• [DATA]

********************

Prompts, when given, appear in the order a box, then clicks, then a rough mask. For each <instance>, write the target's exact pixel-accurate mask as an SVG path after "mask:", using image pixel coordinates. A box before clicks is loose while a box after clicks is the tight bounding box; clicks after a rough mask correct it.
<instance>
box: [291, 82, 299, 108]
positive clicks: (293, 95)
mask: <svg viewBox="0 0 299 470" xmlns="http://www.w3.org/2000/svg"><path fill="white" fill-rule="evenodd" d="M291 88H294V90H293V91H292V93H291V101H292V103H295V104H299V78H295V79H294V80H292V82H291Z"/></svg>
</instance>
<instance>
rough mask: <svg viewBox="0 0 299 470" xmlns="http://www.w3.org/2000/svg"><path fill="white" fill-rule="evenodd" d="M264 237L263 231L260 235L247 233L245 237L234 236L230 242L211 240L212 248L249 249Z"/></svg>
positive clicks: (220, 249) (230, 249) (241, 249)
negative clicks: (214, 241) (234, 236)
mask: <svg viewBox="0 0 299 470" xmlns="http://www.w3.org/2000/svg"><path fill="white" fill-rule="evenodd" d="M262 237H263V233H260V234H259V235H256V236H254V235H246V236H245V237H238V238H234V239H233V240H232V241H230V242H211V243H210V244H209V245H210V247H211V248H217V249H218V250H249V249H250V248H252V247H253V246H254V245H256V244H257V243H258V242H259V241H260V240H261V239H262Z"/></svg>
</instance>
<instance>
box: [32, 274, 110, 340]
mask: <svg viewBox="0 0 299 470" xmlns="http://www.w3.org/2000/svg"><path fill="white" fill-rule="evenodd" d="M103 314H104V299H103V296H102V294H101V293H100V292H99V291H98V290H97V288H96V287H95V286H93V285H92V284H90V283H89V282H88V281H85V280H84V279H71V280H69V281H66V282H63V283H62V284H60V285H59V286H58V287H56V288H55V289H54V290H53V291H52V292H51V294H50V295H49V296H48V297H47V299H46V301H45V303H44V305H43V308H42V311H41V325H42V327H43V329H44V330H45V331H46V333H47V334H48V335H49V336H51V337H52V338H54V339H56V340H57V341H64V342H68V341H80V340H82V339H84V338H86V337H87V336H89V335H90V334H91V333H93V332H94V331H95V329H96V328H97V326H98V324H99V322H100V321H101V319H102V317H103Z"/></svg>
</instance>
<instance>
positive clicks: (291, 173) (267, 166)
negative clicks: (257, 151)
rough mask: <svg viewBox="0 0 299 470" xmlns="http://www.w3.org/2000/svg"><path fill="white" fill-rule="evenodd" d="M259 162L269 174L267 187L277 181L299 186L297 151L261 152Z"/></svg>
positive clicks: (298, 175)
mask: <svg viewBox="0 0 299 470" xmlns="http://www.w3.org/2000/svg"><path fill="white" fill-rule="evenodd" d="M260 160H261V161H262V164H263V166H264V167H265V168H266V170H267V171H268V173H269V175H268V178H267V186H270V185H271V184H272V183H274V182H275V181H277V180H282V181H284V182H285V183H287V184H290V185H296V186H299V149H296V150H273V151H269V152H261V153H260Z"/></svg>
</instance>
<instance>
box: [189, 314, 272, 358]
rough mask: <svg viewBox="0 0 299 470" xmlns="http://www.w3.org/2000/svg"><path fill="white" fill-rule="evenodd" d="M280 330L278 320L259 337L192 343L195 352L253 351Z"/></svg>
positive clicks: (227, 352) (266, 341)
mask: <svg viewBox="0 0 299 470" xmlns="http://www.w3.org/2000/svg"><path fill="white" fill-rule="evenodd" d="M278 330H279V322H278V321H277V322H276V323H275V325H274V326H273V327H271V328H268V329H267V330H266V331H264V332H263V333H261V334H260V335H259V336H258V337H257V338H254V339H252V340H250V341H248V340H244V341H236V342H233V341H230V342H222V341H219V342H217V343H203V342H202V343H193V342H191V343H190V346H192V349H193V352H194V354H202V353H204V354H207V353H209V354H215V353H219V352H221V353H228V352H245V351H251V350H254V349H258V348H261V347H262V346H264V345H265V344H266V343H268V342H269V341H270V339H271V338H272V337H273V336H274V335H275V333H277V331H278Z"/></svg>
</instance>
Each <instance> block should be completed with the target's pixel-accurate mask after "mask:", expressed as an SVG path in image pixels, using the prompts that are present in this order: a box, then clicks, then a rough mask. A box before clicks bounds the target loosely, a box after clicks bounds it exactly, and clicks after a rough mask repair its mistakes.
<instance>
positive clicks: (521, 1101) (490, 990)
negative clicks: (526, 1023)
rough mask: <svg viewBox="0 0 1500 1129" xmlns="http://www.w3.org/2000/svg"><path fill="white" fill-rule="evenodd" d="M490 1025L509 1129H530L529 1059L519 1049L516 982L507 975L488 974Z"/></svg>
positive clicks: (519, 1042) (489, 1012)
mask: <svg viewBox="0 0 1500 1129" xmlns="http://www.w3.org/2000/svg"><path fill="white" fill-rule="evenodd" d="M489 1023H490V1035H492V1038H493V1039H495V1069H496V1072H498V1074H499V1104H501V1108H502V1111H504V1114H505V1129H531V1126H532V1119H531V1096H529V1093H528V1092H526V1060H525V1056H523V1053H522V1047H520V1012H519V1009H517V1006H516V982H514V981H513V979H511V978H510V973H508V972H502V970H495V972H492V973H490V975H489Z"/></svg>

********************

• [WORK TO COMPLETE]
Everything in the records above should be written out again exactly.

• [OUTPUT FOR THIS TASK]
Prompts, when given, appear in the order a box, then clicks, then a rough mask. For each <instance>, write the target's exact pixel-accurate mask as an SVG path after "mask:", using image pixel coordinates. A box before clicks is loose while a box after clicks is the tight bounding box; clicks after a rough mask correct it.
<instance>
box: [291, 82, 299, 108]
positive clicks: (293, 95)
mask: <svg viewBox="0 0 299 470" xmlns="http://www.w3.org/2000/svg"><path fill="white" fill-rule="evenodd" d="M291 88H294V90H293V91H292V93H291V101H292V103H295V104H299V78H295V79H294V80H292V82H291Z"/></svg>
</instance>
<instance>
rough mask: <svg viewBox="0 0 299 470" xmlns="http://www.w3.org/2000/svg"><path fill="white" fill-rule="evenodd" d="M264 237L263 231L260 235L247 233L245 237L234 236L230 242L211 240L212 248L249 249Z"/></svg>
positive clicks: (220, 249) (230, 249) (241, 249)
negative clicks: (214, 241) (234, 236)
mask: <svg viewBox="0 0 299 470" xmlns="http://www.w3.org/2000/svg"><path fill="white" fill-rule="evenodd" d="M262 237H263V233H260V234H259V235H256V236H254V235H246V236H245V237H238V238H234V239H233V240H232V241H230V242H211V243H210V244H209V245H210V247H211V248H217V249H218V250H249V249H250V248H252V247H253V246H254V245H256V244H257V243H258V242H259V241H260V240H261V239H262Z"/></svg>
</instance>
<instance>
box: [32, 274, 110, 340]
mask: <svg viewBox="0 0 299 470" xmlns="http://www.w3.org/2000/svg"><path fill="white" fill-rule="evenodd" d="M103 314H104V299H103V296H102V294H101V293H100V292H99V291H98V290H97V288H96V287H95V286H93V285H92V284H90V283H89V282H88V281H85V280H84V279H71V280H69V281H66V282H63V283H62V284H60V285H59V286H58V287H56V288H55V289H54V290H53V291H52V292H51V294H50V295H49V296H48V297H47V299H46V301H45V303H44V305H43V308H42V311H41V325H42V327H43V329H44V330H45V331H46V333H47V334H48V335H49V336H51V337H52V338H54V339H56V340H57V341H64V342H68V341H80V340H82V339H84V338H86V337H87V336H89V335H90V334H91V333H93V332H94V331H95V329H96V328H97V326H98V324H99V322H100V321H101V319H102V317H103Z"/></svg>
</instance>
<instance>
positive clicks: (291, 173) (267, 166)
negative clicks: (257, 151)
rough mask: <svg viewBox="0 0 299 470" xmlns="http://www.w3.org/2000/svg"><path fill="white" fill-rule="evenodd" d="M259 162L269 174L267 187L277 181L299 186L297 151L261 152Z"/></svg>
positive clicks: (298, 175)
mask: <svg viewBox="0 0 299 470" xmlns="http://www.w3.org/2000/svg"><path fill="white" fill-rule="evenodd" d="M260 160H261V161H262V164H263V166H264V167H265V168H266V170H267V171H268V173H269V175H268V178H267V186H270V185H271V184H272V183H274V182H275V181H277V180H282V181H284V182H285V183H287V184H290V185H296V186H299V149H296V150H273V151H269V152H261V153H260Z"/></svg>
</instance>
<instance>
box: [189, 314, 272, 358]
rough mask: <svg viewBox="0 0 299 470" xmlns="http://www.w3.org/2000/svg"><path fill="white" fill-rule="evenodd" d="M280 330L278 320L259 337L192 343L195 352L253 351Z"/></svg>
positive clicks: (227, 352) (266, 341)
mask: <svg viewBox="0 0 299 470" xmlns="http://www.w3.org/2000/svg"><path fill="white" fill-rule="evenodd" d="M278 330H279V322H278V321H277V322H276V323H275V325H274V326H273V327H271V328H268V329H267V330H266V331H264V332H263V333H261V334H260V335H259V336H258V337H257V338H254V339H252V340H250V341H248V340H244V341H236V342H233V341H230V342H222V341H219V342H217V343H203V342H202V343H193V342H191V343H190V346H192V349H193V352H194V354H202V353H204V354H207V353H209V354H215V353H219V352H221V353H228V352H245V351H251V350H254V349H258V348H261V347H262V346H264V345H265V344H266V343H268V342H269V341H270V339H271V338H272V337H273V336H274V335H275V333H277V331H278Z"/></svg>
</instance>
Each <instance> block should be completed with the target's pixel-accurate mask after "mask:", expressed as an SVG path in image pixels, using the prompts that are present in this order: a box, then clicks, then a rough mask. A box before clicks bounds the target loosely, a box after clicks bounds it exactly, and clicks after a rough mask repair its mistakes.
<instance>
positive clicks: (521, 1101) (490, 990)
negative clicks: (526, 1023)
rough mask: <svg viewBox="0 0 1500 1129" xmlns="http://www.w3.org/2000/svg"><path fill="white" fill-rule="evenodd" d="M490 1025L509 1129H530L529 1059L519 1049L516 982L507 975L488 974Z"/></svg>
positive clicks: (519, 1042) (489, 1012)
mask: <svg viewBox="0 0 1500 1129" xmlns="http://www.w3.org/2000/svg"><path fill="white" fill-rule="evenodd" d="M489 1023H490V1035H492V1038H493V1039H495V1069H496V1072H498V1074H499V1104H501V1108H502V1111H504V1114H505V1129H531V1126H532V1119H531V1096H529V1093H528V1092H526V1060H525V1056H523V1053H522V1047H520V1012H519V1009H517V1006H516V982H514V981H513V979H511V978H510V973H508V972H502V970H495V972H492V973H490V975H489Z"/></svg>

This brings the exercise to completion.